▶ [Brief]: Among the entries below, find the lines that hold the word "wristwatch" and report them.

*** Information supplied Section Begins ***

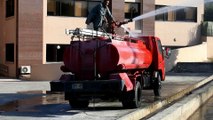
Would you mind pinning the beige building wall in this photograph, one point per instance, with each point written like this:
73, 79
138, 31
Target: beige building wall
1, 33
180, 33
209, 41
7, 35
196, 53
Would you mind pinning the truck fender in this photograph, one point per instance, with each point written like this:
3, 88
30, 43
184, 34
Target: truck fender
125, 80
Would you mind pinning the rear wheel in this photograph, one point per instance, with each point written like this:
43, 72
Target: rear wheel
157, 85
132, 99
78, 103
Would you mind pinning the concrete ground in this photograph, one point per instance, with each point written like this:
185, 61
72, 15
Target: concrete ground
12, 89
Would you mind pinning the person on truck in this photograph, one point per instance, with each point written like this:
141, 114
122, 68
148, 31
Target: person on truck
98, 16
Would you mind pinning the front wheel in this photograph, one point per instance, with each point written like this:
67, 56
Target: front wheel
132, 99
157, 85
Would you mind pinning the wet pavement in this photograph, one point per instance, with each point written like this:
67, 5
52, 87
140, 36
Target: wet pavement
205, 112
27, 100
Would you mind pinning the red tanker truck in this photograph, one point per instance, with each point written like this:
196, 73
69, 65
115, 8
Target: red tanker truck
106, 66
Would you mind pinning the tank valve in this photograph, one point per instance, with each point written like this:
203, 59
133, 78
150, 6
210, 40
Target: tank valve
124, 22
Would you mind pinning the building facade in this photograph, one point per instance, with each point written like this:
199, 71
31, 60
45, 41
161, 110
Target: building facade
32, 32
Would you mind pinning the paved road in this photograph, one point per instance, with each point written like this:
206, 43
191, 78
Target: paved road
33, 104
205, 112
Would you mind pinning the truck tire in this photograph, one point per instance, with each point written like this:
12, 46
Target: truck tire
157, 85
132, 99
78, 103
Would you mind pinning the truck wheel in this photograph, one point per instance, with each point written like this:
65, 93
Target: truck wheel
78, 103
132, 99
157, 85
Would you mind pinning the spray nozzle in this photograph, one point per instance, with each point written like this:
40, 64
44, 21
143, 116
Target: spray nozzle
124, 22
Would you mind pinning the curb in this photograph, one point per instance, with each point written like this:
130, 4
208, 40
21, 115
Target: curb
183, 109
144, 112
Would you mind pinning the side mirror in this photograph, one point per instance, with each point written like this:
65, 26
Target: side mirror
167, 52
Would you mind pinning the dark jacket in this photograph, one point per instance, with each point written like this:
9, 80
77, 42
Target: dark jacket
98, 15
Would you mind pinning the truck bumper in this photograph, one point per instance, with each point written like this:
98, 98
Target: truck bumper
92, 89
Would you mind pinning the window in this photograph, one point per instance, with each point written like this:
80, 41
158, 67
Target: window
54, 53
9, 8
185, 14
72, 8
9, 52
132, 10
161, 17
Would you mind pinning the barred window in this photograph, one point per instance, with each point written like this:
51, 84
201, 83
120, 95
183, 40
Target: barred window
71, 8
132, 10
187, 14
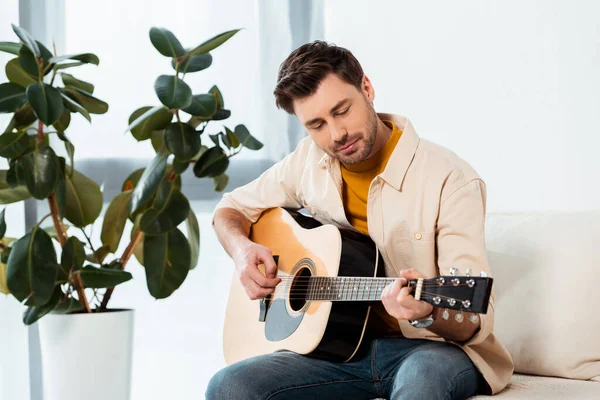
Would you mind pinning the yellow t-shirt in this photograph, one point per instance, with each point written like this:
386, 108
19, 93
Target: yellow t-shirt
357, 179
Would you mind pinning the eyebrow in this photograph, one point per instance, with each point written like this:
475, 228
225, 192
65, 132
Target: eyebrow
335, 108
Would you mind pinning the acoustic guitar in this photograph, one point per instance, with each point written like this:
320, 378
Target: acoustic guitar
330, 279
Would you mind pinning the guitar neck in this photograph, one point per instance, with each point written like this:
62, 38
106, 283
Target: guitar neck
346, 288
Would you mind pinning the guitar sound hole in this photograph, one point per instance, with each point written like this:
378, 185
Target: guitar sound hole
299, 289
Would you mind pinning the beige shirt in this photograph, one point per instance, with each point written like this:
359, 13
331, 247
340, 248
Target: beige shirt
425, 211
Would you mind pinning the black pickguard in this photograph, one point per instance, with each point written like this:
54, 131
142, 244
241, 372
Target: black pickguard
346, 321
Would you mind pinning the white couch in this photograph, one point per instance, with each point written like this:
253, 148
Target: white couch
546, 270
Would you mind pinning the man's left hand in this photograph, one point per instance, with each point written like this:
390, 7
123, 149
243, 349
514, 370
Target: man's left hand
399, 302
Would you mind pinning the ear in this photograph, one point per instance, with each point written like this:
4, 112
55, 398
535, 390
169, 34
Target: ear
367, 88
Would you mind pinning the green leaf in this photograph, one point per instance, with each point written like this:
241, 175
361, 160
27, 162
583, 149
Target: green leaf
166, 43
68, 306
92, 104
167, 260
63, 122
182, 140
15, 176
70, 80
33, 314
41, 172
169, 209
94, 277
218, 96
29, 63
193, 230
213, 43
221, 114
146, 120
10, 47
86, 58
83, 199
115, 219
31, 269
46, 102
69, 65
180, 166
17, 75
148, 182
24, 117
211, 163
172, 91
230, 139
13, 144
12, 97
2, 224
73, 254
220, 182
27, 40
193, 63
203, 105
74, 106
100, 254
215, 139
158, 141
247, 139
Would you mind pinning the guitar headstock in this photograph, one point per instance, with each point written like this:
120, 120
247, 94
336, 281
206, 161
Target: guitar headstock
461, 293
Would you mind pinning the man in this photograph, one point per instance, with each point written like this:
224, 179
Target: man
421, 204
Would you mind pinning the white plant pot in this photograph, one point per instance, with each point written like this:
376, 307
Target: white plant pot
87, 356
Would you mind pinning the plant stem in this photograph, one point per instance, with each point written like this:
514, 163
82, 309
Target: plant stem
137, 236
62, 238
40, 132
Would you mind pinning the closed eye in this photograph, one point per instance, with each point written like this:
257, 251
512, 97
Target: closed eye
343, 112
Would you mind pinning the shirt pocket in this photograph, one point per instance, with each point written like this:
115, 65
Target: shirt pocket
414, 249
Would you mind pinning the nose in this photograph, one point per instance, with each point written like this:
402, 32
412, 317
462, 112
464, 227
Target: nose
337, 133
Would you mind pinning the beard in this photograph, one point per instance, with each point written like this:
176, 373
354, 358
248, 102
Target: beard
364, 143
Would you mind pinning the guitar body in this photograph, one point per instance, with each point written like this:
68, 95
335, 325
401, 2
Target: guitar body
324, 329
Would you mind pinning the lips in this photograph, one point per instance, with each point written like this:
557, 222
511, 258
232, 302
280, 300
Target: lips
346, 147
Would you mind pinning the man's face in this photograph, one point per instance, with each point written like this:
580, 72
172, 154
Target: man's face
340, 118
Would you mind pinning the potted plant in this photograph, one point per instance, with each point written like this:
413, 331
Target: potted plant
56, 272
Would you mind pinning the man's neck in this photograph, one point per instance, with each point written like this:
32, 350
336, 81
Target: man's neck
383, 135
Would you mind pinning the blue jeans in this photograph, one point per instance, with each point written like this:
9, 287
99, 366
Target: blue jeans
392, 368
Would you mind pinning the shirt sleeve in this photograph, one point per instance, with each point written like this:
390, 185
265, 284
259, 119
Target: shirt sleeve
276, 187
461, 242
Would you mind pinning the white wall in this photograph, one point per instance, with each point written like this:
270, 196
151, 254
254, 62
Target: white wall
14, 362
117, 32
512, 86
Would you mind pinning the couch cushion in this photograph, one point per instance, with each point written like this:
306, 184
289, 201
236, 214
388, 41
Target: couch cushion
537, 387
547, 275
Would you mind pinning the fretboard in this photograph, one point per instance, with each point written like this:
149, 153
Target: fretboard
346, 288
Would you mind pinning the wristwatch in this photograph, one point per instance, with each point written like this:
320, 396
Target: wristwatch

*** Information supplied Section Ends ***

▶ [Solution to the exercise]:
Would you mind pinning the wristwatch in this photograph, one point per instance, with each point written like this:
Target: wristwatch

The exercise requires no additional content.